To do
After locating the line with "box: [29, 531, 355, 648]", reproduce that line and every one following it exactly, up to the end of the entries.

Recorded information
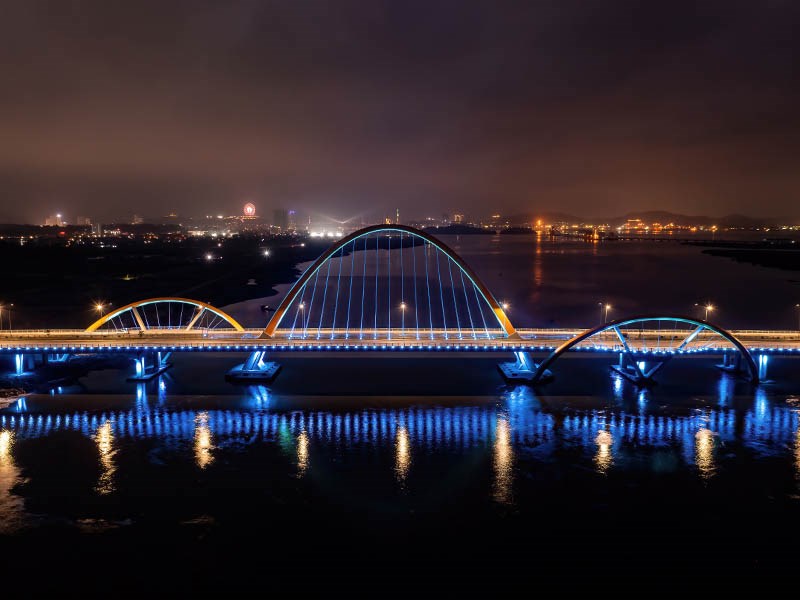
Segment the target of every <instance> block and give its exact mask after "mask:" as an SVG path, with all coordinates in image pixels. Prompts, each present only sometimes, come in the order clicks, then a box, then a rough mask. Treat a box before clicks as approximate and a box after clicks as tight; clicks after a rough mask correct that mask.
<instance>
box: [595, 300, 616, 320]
mask: <svg viewBox="0 0 800 600" xmlns="http://www.w3.org/2000/svg"><path fill="white" fill-rule="evenodd" d="M597 306H599V307H600V320H601V322H603V323H607V322H608V311H610V310H611V309H612V308H613V307H612V306H611V305H610V304H608V303H606V302H598V303H597Z"/></svg>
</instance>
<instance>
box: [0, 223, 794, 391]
mask: <svg viewBox="0 0 800 600" xmlns="http://www.w3.org/2000/svg"><path fill="white" fill-rule="evenodd" d="M570 350H575V351H585V352H596V353H614V354H618V355H619V363H618V364H617V365H615V366H614V367H613V368H614V369H615V370H616V371H617V372H618V373H619V374H621V375H623V376H625V377H627V378H628V379H630V380H632V381H634V382H636V383H647V382H649V381H651V380H652V378H653V376H654V375H655V374H656V373H657V372H658V371H659V370H660V369H661V368H662V367H663V366H664V365H665V364H666V363H667V362H668V361H669V360H671V359H672V358H674V357H680V356H693V355H697V354H713V355H720V356H722V364H721V365H720V366H721V367H722V368H724V369H726V370H731V371H740V370H741V371H744V372H746V373H747V375H748V376H749V378H750V379H751V380H752V381H754V382H757V381H759V380H760V379H763V378H764V377H765V375H766V365H767V360H768V356H770V355H790V356H791V355H794V356H800V335H798V334H797V333H795V332H787V331H740V332H729V331H726V330H724V329H722V328H720V327H718V326H716V325H714V324H712V323H709V322H706V321H702V320H697V319H693V318H690V317H685V316H665V315H642V316H637V317H633V318H628V319H621V320H618V321H614V322H611V323H608V324H605V325H603V326H601V327H597V328H593V329H590V330H586V331H584V330H565V329H560V330H559V329H549V330H548V329H516V328H515V327H514V326H513V325H512V324H511V321H510V320H509V318H508V316H507V315H506V310H505V308H504V306H503V305H502V304H501V303H499V302H498V301H497V300H496V299H495V297H494V296H493V295H492V293H491V292H490V291H489V290H488V288H487V287H486V286H485V285H484V284H483V283H482V282H481V281H480V279H479V278H478V276H477V274H475V273H474V272H473V271H472V270H471V269H470V268H469V266H468V265H466V264H465V263H464V262H463V260H461V259H460V258H459V257H458V256H457V255H456V254H455V253H454V252H453V251H452V250H451V249H450V248H448V247H447V246H446V245H445V244H443V243H442V242H441V241H439V240H436V239H435V238H433V237H432V236H430V235H429V234H427V233H425V232H423V231H419V230H416V229H412V228H410V227H404V226H397V225H386V226H374V227H368V228H366V229H363V230H361V231H358V232H356V233H354V234H352V235H350V236H348V237H346V238H344V239H342V240H340V241H339V242H337V243H336V244H334V245H333V246H331V248H329V249H328V250H327V251H326V252H325V253H324V254H323V255H322V256H320V258H319V259H318V260H317V261H316V262H315V263H314V264H313V265H312V266H311V267H310V268H309V269H307V270H306V271H305V272H304V273H303V275H302V276H301V277H300V279H298V281H297V282H296V283H295V284H294V286H293V287H292V288H291V289H290V290H289V292H288V294H287V295H286V297H285V298H284V300H283V302H281V304H280V306H279V307H278V308H277V309H276V310H275V312H274V314H273V316H272V318H271V319H270V321H269V323H268V324H267V325H266V327H265V328H264V329H263V330H262V329H257V330H247V329H244V328H243V327H242V326H241V325H240V324H239V323H238V322H236V320H234V319H233V318H232V317H231V316H230V315H227V314H226V313H225V312H224V311H222V310H220V309H217V308H215V307H213V306H211V305H209V304H206V303H203V302H199V301H196V300H190V299H185V298H153V299H149V300H143V301H140V302H135V303H132V304H128V305H126V306H123V307H121V308H119V309H117V310H114V311H113V312H110V313H109V314H107V315H105V316H103V317H102V318H100V319H99V320H98V321H96V322H95V323H93V324H91V325H90V326H89V328H88V329H87V330H86V331H69V330H47V331H3V332H0V353H5V354H11V355H13V356H14V361H15V364H14V368H15V370H16V372H17V374H22V373H23V372H25V371H26V370H30V369H32V368H34V367H35V366H36V365H37V364H39V363H45V362H53V361H56V362H65V361H69V359H70V357H71V356H74V355H76V354H106V353H124V354H130V355H133V357H134V373H133V376H132V379H138V380H143V379H149V378H151V377H153V376H155V375H157V374H158V373H160V372H162V371H163V370H164V369H166V368H168V366H169V363H168V360H169V356H170V354H171V353H172V352H247V353H249V357H248V359H247V361H245V362H244V363H243V364H242V365H240V366H239V367H237V368H236V369H235V370H234V371H232V372H231V374H230V375H231V377H232V378H234V379H237V380H269V379H271V378H272V377H274V376H275V374H276V373H277V371H278V369H279V366H278V364H277V363H275V362H273V361H271V360H268V357H269V356H270V355H271V354H275V353H282V352H295V351H303V352H337V351H338V352H341V351H369V352H469V353H476V352H478V353H486V352H504V353H513V356H514V358H515V362H513V363H505V364H503V365H500V366H501V371H502V373H503V375H504V376H505V377H506V379H508V380H522V381H530V382H533V383H539V382H543V381H545V380H546V379H547V378H549V377H551V373H550V371H549V367H550V366H551V365H552V364H553V363H554V361H555V360H556V359H557V358H559V357H560V356H561V355H562V354H564V353H566V352H567V351H570ZM538 355H542V358H541V359H540V358H539V356H538ZM754 355H755V357H754ZM537 360H539V361H540V362H537Z"/></svg>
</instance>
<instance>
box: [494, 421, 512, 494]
mask: <svg viewBox="0 0 800 600" xmlns="http://www.w3.org/2000/svg"><path fill="white" fill-rule="evenodd" d="M493 462H494V499H495V501H496V502H499V503H501V504H511V502H512V497H511V492H512V488H513V483H514V474H513V463H514V449H513V448H512V446H511V426H510V425H509V423H508V419H506V418H504V417H499V418H498V419H497V427H496V428H495V436H494V461H493Z"/></svg>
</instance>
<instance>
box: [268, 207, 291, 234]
mask: <svg viewBox="0 0 800 600" xmlns="http://www.w3.org/2000/svg"><path fill="white" fill-rule="evenodd" d="M272 225H273V226H274V227H277V228H279V229H280V230H282V231H286V230H287V229H289V211H288V210H286V209H285V208H276V209H275V210H274V211H272Z"/></svg>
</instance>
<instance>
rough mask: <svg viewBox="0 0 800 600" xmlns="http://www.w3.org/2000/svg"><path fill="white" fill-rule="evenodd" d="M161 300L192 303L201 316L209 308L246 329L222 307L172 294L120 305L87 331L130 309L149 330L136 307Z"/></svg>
mask: <svg viewBox="0 0 800 600" xmlns="http://www.w3.org/2000/svg"><path fill="white" fill-rule="evenodd" d="M159 302H180V303H183V304H190V305H192V306H194V307H196V308H199V309H200V312H199V313H198V314H197V316H200V314H201V313H202V312H203V311H205V310H207V311H209V312H211V313H214V314H215V315H217V316H218V317H220V318H221V319H223V320H224V321H226V322H228V323H230V325H231V327H233V328H234V329H235V330H236V331H244V327H242V326H241V325H240V324H239V322H238V321H237V320H236V319H234V318H233V317H232V316H230V315H229V314H228V313H226V312H224V311H222V310H220V309H218V308H216V307H214V306H211V305H210V304H208V303H206V302H201V301H200V300H192V299H191V298H178V297H171V296H164V297H159V298H147V299H146V300H137V301H136V302H131V303H130V304H126V305H125V306H122V307H120V308H118V309H116V310H114V311H112V312H110V313H108V314H107V315H103V316H102V317H100V318H99V319H97V321H95V322H94V323H92V324H91V325H89V327H87V328H86V331H96V330H97V329H99V328H100V327H102V326H103V325H104V324H105V323H107V322H108V321H110V320H111V319H113V318H115V317H117V316H118V315H121V314H122V313H124V312H126V311H129V310H130V311H132V312H133V314H134V317H136V320H137V322H139V324H140V325H141V326H142V327H141V328H142V329H143V330H147V329H148V327H147V326H146V325H145V324H144V322H143V321H141V319H140V318H139V317H138V316H137V315H138V312H137V311H136V309H137V308H138V307H140V306H146V305H148V304H157V303H159ZM194 320H196V319H193V322H192V323H190V324H189V326H188V327H187V328H186V329H191V327H192V325H193V324H194Z"/></svg>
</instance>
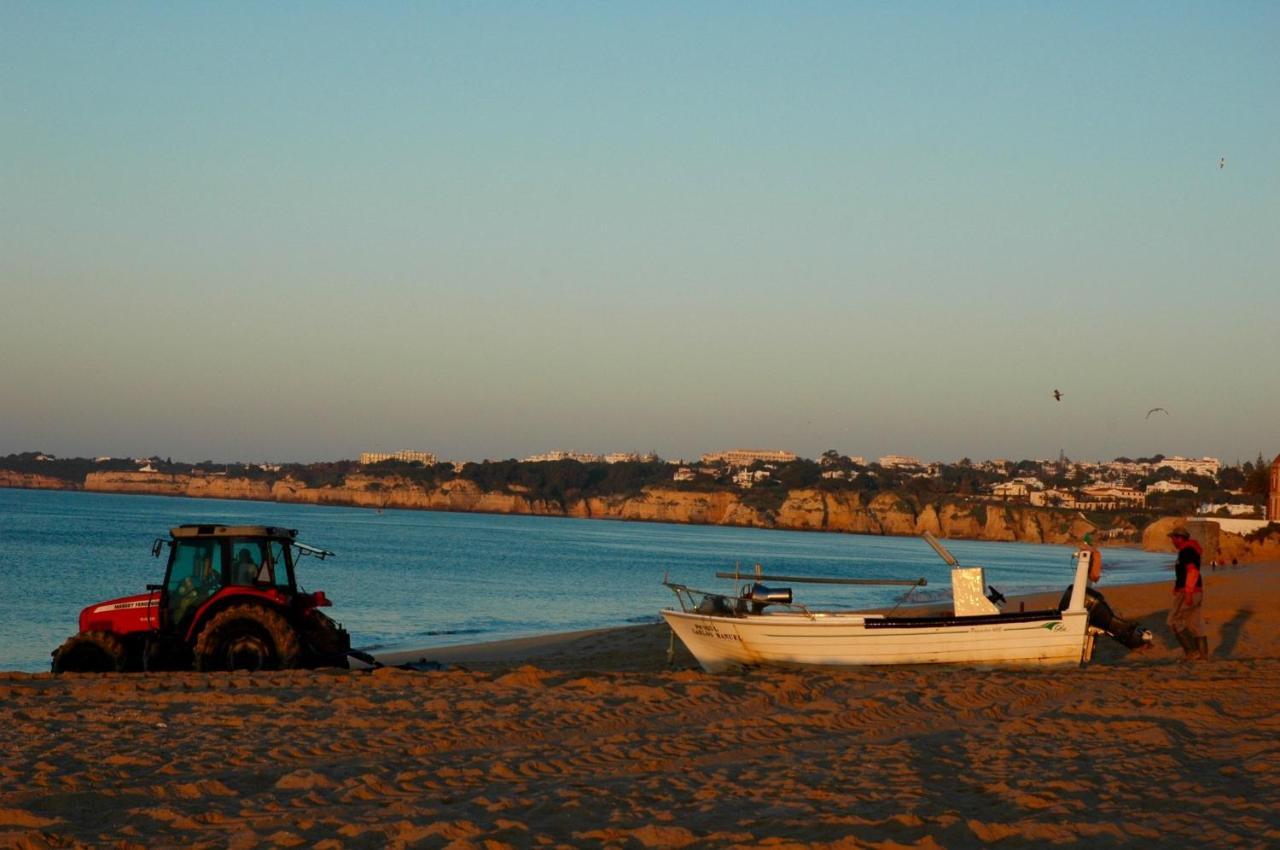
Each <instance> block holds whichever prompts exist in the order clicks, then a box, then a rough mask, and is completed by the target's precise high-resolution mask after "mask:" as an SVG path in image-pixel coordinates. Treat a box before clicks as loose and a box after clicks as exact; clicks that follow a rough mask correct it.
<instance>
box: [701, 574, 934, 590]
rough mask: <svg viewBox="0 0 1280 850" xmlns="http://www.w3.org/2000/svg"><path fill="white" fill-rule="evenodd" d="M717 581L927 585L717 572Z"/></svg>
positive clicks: (924, 584) (807, 576)
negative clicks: (768, 581)
mask: <svg viewBox="0 0 1280 850" xmlns="http://www.w3.org/2000/svg"><path fill="white" fill-rule="evenodd" d="M716 577H717V579H737V580H739V581H744V580H746V579H750V580H751V581H795V582H797V584H865V585H904V586H910V588H923V586H924V585H927V584H929V582H928V581H927V580H924V579H813V577H809V576H758V575H754V573H751V575H745V573H741V572H717V573H716Z"/></svg>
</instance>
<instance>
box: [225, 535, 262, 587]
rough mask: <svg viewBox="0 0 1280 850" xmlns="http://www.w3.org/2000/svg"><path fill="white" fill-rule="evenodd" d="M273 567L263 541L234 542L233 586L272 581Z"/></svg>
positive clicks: (245, 540)
mask: <svg viewBox="0 0 1280 850" xmlns="http://www.w3.org/2000/svg"><path fill="white" fill-rule="evenodd" d="M270 573H271V567H270V562H269V559H268V558H266V557H265V553H264V545H262V540H260V539H259V540H232V575H230V580H232V584H239V585H252V584H257V582H268V581H270Z"/></svg>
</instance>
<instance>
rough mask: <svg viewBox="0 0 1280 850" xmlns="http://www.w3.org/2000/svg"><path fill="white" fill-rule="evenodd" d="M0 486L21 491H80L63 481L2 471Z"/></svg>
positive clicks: (3, 470)
mask: <svg viewBox="0 0 1280 850" xmlns="http://www.w3.org/2000/svg"><path fill="white" fill-rule="evenodd" d="M0 486H12V488H17V489H19V490H78V489H79V486H77V485H76V484H73V483H70V481H65V480H63V479H55V477H50V476H47V475H36V474H33V472H14V471H13V470H0Z"/></svg>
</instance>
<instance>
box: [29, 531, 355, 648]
mask: <svg viewBox="0 0 1280 850" xmlns="http://www.w3.org/2000/svg"><path fill="white" fill-rule="evenodd" d="M169 534H170V536H169V538H168V539H164V538H160V539H157V540H156V541H155V544H154V545H152V547H151V554H154V556H156V557H160V554H161V553H163V552H164V549H165V547H168V548H169V559H168V565H166V567H165V573H164V582H163V584H157V585H147V593H145V594H138V595H134V597H123V598H120V599H111V600H108V602H104V603H97V604H93V605H90V607H88V608H84V609H83V611H82V612H81V621H79V631H78V632H77V634H76V635H73V636H72V638H69V639H68V640H67V643H64V644H63V645H61V646H60V648H58V649H56V650H54V662H52V668H54V672H72V671H104V670H105V671H110V670H116V671H119V670H170V668H189V667H195V668H196V670H262V668H266V670H274V668H288V667H319V666H338V667H346V666H347V654H348V652H349V649H351V639H349V636H348V634H347V631H346V630H344V629H342V626H339V625H338V623H335V622H334V621H333V620H330V618H329V617H326V616H325V614H324V613H323V612H321V611H320V608H324V607H328V605H329V604H332V603H330V602H329V599H328V598H326V597H325V594H324V593H323V591H316V593H302V591H301V590H300V589H298V586H297V580H296V577H294V566H296V558H297V557H300V556H314V557H316V558H317V559H324V558H326V557H330V556H333V552H329V550H328V549H319V548H315V547H308V545H306V544H303V543H298V541H297V534H298V533H297V531H296V530H293V529H282V527H276V526H266V525H243V526H238V525H180V526H178V527H175V529H170V533H169Z"/></svg>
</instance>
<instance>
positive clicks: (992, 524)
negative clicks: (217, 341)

Solution to the problem
box: [29, 531, 355, 648]
mask: <svg viewBox="0 0 1280 850" xmlns="http://www.w3.org/2000/svg"><path fill="white" fill-rule="evenodd" d="M169 534H170V536H169V538H168V539H164V538H160V539H157V540H156V541H155V544H154V545H152V547H151V554H154V556H156V557H160V554H161V553H163V552H164V549H165V547H168V548H169V559H168V565H166V567H165V573H164V582H163V584H157V585H147V593H145V594H138V595H134V597H123V598H120V599H111V600H108V602H104V603H97V604H93V605H90V607H88V608H84V609H83V611H82V612H81V621H79V631H78V632H77V634H76V635H73V636H72V638H69V639H68V640H67V643H64V644H63V645H61V646H60V648H58V649H56V650H54V662H52V668H54V672H72V671H104V670H105V671H110V670H116V671H119V670H170V668H189V667H195V668H196V670H262V668H266V670H274V668H288V667H319V666H338V667H346V666H347V654H348V652H349V649H351V639H349V636H348V634H347V631H346V630H344V629H342V626H339V625H338V623H335V622H334V621H333V620H330V618H329V617H326V616H325V614H324V613H323V612H321V611H320V608H324V607H328V605H329V604H332V603H330V602H329V599H328V598H326V597H325V594H324V593H323V591H316V593H302V591H301V590H300V589H298V586H297V580H296V577H294V566H296V558H297V557H300V556H314V557H316V558H317V559H324V558H326V557H330V556H333V552H329V550H328V549H319V548H315V547H308V545H306V544H303V543H298V541H297V534H298V533H297V531H296V530H293V529H282V527H276V526H266V525H243V526H238V525H180V526H178V527H175V529H170V533H169Z"/></svg>
</instance>
<instance>
positive clicks: (992, 524)
negative clicks: (217, 341)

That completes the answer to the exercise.